Mesmo assim não abandonou o eu estilo injurioso: mais pra lá do que pra cá, hein?
Eu amo esta menina. Ah, o amor, o amor, sentenciou Boris. Tudo tem um ônus um
preço, um imposto, uma carga, um gravame. [...] Vexame, ele entoou, há sempre um
vexame à nossa espera. Mas o senhor tem sorte, farei esta loucura, deve ser a sua
cara de parvo que me comove. (PC, p.489).
No fim do conto, aliviado por ter eliminado os delicados inconvenientes de seu enlace
amoroso com Sofia – “Eu amava Sofia, eu amava Sofia. Eu amo Sofia!” (PC, p.485) –, o
protagonista, melancólico, pierrotesco, retorna, com Sofia, à sua caverna e ao seu penoso
ofício, afirmando: “Nada mudou, nada vai mudar” (PC, p.490).
Em sua análise da narrativa, Luiz Costa Lima efetua uma leitura alegórica da trama,
considerando que o tema e o protagonista do conto representariam a situação atual do escritor
e sua relação com a vida, que lhe serve de matéria para ficção:
O personagem é um escritor que vive trancado em seu apartamento. Como diz a
garota de 12 anos, não sabe assim o que se passa lá fora. Não desprezaria as amantes
adultas e não se apaixonaria pela menina exatamente porque tem assim a impressão
de aproximar-se da vida que lhe escapa? Não seria portanto o conto a alegoria,
menos do estado da velhice, que do estado do escritor, que pretende estimular em si
a paixão pela matéria? Logo no início de sua narração, ele declara: “o que me
mantém vivo é o risco iminente da paixão e seus coadjuvantes, amor, ódio, gozo,
misericórdia”. [...] Seus instrumentos de trabalho são o risco da paixão e o gravador
a tiracolo. Talvez o escritor, não apenas o aqui aludido, seja uma espécie de
perverso: o mundo lhe importa, como já dizia Sartre, para que se converta em tinta
impressa em páginas coladas”. (LIMA, Luiz Costa, 1981, p.156).
================================
- _Exercício breve 1_
Extraia dos registros, sem nenhuma alteração, as linhas que vão da linha com "Report the location of each instance of the crevice" até a linha com "x=430, y=350", inclusive.
O trecho e os registros constituem materiais independentes entre si.

- _Material fornecido_
================================
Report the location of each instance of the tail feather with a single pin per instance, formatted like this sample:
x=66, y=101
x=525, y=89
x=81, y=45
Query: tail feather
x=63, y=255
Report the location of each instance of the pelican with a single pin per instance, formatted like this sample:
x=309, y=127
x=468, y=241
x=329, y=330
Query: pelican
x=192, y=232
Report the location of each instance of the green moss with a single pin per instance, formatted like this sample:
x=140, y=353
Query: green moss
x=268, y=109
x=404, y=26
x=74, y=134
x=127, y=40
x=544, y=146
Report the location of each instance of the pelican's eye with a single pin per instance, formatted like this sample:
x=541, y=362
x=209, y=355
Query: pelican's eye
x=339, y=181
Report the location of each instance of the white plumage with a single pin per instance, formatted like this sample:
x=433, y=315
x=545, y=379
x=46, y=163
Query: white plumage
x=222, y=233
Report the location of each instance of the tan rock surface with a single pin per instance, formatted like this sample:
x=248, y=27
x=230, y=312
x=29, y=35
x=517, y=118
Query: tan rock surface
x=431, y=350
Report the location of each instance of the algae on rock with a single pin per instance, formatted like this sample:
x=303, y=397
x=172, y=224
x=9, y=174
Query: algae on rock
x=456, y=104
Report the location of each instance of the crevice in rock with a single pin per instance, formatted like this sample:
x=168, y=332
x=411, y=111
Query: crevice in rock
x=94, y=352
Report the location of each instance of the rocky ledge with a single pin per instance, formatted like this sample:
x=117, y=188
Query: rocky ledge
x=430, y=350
================================
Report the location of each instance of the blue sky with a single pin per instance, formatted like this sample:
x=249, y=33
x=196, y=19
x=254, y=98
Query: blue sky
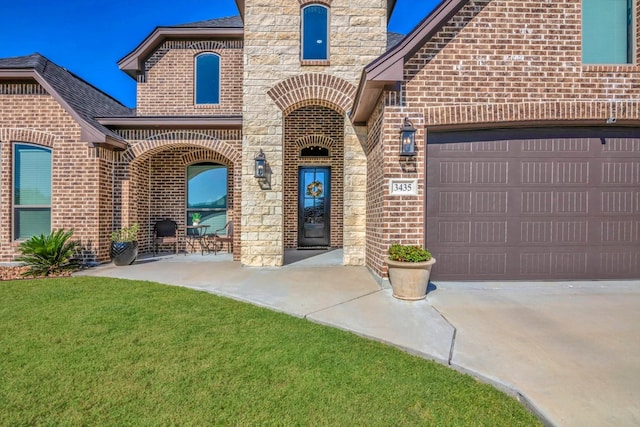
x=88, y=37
================================
- _Exercício breve 2_
Dê prosseguimento ao trecho sobre o conto e seu protagonista escritor, começando logo após a última frase apresentada.

- _Resposta da tarefa 1_
Report the location of each instance of the crevice in rock with a single pin per instance, formatted like this sample:
x=168, y=332
x=411, y=111
Query: crevice in rock
x=94, y=352
Report the location of each instance of the rocky ledge with a single pin per instance, formatted like this sample:
x=117, y=188
Query: rocky ledge
x=430, y=350

- _Resposta da tarefa 2_
Tentar aproximar-se da vida que escapa, partir em busca de Sofia, manter-se vivo
através do risco da paixão para depois fazer disso tudo literatura. Eis talvez algo comum aos
personagens-escritores de Fonseca – o mundo, suas agruras e vicissitudes: o amor (carnal), a
morte, a glória, o fracasso, os júbilos, as misérias, enfim, a própria literatura, lhes interessa
para que se convertam em tinta impressa nas páginas dos livros.